*** Block opens ***

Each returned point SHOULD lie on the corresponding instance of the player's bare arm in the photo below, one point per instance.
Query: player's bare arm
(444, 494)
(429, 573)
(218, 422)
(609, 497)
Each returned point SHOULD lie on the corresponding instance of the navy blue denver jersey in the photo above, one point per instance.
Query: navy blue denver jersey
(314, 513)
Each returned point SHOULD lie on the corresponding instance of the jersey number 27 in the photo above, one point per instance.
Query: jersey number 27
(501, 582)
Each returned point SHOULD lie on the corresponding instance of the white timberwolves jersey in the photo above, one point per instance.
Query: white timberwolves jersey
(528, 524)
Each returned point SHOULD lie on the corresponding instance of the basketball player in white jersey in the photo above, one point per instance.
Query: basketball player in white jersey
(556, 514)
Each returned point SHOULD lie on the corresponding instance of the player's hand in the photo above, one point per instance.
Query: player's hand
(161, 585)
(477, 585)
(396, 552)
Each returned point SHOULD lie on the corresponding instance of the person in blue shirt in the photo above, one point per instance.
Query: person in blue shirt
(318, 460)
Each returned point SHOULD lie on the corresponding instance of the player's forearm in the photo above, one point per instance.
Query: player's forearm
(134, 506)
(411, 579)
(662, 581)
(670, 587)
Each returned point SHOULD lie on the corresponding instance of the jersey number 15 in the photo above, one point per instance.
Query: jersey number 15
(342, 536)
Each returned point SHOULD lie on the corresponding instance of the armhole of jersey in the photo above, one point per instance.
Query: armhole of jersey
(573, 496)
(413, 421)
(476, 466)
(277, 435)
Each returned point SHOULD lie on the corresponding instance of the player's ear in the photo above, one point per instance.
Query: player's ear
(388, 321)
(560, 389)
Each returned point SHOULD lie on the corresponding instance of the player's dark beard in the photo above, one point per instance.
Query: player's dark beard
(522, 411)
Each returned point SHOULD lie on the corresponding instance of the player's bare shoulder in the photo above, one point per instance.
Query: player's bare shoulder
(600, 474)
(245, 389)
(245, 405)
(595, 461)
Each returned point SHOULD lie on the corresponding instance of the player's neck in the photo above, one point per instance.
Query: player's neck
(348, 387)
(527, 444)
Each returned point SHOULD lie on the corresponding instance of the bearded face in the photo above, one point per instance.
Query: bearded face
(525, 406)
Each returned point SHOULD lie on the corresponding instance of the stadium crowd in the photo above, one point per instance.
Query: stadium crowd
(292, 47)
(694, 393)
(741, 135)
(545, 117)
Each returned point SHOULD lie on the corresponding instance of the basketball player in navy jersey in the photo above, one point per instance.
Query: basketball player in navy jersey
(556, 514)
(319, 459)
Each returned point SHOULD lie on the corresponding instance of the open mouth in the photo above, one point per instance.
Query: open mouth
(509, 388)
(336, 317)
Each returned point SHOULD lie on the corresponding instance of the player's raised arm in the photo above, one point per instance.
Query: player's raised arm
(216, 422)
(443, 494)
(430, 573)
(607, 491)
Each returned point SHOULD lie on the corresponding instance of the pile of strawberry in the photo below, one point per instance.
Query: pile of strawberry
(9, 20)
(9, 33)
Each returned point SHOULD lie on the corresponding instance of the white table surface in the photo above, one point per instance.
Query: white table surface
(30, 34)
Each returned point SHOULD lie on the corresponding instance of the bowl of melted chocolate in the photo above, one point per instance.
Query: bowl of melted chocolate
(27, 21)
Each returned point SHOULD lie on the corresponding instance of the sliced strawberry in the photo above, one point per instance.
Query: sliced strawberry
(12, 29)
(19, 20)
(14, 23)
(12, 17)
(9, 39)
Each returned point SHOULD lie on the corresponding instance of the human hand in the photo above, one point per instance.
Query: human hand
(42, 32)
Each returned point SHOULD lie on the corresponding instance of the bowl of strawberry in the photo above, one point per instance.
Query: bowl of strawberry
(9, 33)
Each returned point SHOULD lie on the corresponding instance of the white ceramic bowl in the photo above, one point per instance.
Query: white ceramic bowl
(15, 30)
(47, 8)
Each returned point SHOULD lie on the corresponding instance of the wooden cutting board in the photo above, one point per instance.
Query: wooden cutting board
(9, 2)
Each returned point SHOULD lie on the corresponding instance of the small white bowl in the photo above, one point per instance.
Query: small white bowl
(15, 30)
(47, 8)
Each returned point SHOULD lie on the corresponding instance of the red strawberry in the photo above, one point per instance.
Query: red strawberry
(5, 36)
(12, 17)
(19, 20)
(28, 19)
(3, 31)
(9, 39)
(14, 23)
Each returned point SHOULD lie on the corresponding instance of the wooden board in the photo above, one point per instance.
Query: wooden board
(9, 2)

*** Block closes ***

**BRIEF**
State the number of lines above that contain "below". Write nothing besides it.

**WRITTEN RESPONSE**
2